- Stated problem
List every line of the listing below that contains the string "trace".

*****

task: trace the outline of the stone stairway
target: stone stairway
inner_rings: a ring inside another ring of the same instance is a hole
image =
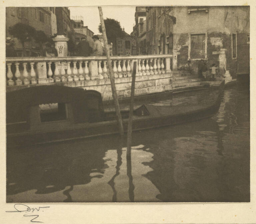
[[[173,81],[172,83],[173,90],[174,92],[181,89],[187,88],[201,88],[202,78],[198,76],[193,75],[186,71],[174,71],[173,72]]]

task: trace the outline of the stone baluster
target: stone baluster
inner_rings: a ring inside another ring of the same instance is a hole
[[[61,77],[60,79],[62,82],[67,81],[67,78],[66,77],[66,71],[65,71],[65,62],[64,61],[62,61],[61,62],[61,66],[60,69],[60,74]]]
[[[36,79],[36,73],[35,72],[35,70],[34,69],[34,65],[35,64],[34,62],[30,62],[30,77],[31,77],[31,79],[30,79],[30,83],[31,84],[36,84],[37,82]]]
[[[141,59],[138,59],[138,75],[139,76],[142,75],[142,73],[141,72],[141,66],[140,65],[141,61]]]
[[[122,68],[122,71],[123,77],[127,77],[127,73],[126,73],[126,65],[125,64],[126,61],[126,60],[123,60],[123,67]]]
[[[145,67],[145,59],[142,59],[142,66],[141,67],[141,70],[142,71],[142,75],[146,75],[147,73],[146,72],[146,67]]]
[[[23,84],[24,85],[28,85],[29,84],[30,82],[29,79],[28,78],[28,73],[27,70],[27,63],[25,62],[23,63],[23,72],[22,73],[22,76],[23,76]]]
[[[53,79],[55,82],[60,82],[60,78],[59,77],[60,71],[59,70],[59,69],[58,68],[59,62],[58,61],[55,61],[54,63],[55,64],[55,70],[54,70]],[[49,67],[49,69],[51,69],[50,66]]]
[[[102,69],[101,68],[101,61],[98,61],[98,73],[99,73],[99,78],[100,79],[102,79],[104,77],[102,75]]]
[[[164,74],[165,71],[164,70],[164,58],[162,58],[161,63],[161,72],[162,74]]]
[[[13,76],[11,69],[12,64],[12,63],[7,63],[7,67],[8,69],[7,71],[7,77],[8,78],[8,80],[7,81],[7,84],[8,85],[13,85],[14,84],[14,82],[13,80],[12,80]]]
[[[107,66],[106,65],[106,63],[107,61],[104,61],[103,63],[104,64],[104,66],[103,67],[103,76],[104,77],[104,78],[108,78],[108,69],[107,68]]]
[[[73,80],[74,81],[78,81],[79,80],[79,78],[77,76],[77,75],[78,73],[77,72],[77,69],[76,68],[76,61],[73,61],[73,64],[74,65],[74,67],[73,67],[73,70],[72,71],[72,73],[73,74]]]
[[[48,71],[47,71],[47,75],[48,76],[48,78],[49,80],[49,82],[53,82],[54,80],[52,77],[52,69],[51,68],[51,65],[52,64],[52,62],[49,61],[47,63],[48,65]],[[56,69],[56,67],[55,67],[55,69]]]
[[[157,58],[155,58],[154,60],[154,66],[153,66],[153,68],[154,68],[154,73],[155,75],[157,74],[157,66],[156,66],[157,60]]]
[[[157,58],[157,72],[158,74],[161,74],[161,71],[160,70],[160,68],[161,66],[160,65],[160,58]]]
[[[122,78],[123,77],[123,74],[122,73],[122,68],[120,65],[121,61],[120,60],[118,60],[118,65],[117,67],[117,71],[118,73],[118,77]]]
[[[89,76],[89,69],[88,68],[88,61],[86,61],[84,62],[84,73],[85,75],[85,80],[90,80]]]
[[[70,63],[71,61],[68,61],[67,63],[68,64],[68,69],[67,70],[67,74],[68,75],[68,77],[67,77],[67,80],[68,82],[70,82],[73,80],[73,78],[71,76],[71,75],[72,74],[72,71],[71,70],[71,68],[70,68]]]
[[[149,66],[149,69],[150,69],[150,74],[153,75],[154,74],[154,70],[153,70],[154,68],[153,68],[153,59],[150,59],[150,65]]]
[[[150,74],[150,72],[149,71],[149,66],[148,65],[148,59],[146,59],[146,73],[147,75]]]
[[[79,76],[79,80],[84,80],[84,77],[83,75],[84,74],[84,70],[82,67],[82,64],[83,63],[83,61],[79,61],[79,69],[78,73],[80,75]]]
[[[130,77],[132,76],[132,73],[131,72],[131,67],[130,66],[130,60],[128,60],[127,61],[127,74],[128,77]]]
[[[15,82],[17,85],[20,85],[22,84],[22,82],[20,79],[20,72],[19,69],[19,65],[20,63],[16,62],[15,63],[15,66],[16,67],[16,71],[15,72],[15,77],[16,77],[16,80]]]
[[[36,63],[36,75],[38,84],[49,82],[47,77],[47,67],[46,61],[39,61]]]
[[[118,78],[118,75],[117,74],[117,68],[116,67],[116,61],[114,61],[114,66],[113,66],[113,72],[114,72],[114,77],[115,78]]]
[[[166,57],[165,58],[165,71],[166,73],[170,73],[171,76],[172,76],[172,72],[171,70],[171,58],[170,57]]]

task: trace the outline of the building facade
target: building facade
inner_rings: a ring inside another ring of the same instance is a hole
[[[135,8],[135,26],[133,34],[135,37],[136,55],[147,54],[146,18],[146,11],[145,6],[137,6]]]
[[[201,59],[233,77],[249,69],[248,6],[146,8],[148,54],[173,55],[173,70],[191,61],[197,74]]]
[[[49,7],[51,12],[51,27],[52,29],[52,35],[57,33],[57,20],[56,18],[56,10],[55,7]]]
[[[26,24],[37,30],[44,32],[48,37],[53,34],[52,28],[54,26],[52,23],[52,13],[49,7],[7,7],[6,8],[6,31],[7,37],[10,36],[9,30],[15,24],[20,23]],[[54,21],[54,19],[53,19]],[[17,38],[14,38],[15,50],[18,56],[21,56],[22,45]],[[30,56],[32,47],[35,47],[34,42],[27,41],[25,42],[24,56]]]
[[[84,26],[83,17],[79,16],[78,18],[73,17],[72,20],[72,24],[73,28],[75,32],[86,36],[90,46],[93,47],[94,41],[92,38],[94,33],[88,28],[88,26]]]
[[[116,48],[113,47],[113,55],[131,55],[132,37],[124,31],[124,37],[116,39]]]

*****

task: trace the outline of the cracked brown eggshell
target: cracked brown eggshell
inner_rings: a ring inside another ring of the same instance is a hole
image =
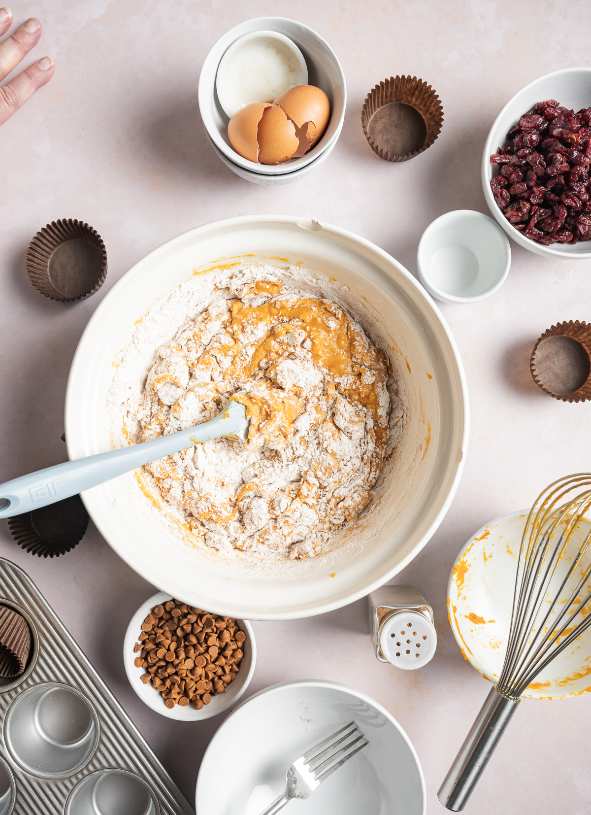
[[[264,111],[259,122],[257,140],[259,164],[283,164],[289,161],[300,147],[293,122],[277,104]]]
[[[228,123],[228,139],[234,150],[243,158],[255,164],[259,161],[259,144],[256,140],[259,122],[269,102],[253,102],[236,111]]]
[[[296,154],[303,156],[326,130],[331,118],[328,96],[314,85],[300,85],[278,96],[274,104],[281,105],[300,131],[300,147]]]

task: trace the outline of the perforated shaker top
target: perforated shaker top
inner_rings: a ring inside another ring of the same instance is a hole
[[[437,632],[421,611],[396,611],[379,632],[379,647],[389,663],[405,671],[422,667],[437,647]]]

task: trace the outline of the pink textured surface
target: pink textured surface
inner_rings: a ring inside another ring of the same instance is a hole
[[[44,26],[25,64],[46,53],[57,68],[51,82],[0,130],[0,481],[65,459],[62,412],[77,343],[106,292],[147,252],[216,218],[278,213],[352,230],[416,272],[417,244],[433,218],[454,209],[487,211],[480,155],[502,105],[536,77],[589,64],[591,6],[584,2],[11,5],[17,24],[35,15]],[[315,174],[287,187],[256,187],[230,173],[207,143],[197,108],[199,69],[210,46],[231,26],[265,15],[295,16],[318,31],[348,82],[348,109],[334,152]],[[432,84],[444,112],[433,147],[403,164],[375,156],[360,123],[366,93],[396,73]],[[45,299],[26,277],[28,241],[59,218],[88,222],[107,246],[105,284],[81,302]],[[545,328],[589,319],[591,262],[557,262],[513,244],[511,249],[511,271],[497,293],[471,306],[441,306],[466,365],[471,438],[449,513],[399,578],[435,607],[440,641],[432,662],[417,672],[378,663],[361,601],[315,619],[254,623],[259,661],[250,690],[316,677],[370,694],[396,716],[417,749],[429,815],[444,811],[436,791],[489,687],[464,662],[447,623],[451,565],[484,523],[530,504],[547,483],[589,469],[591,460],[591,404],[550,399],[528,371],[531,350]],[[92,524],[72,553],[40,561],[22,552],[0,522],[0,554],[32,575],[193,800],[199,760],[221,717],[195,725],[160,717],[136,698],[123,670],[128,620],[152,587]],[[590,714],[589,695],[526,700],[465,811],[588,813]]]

*****

- Task output
task: trace the outline of the stone stairway
task: trace the outline of the stone baluster
task: trace the outline of the building facade
task: trace the outline of the cracked brown eggshell
task: trace the outline of the perforated shaker top
task: trace the outline of the pink textured surface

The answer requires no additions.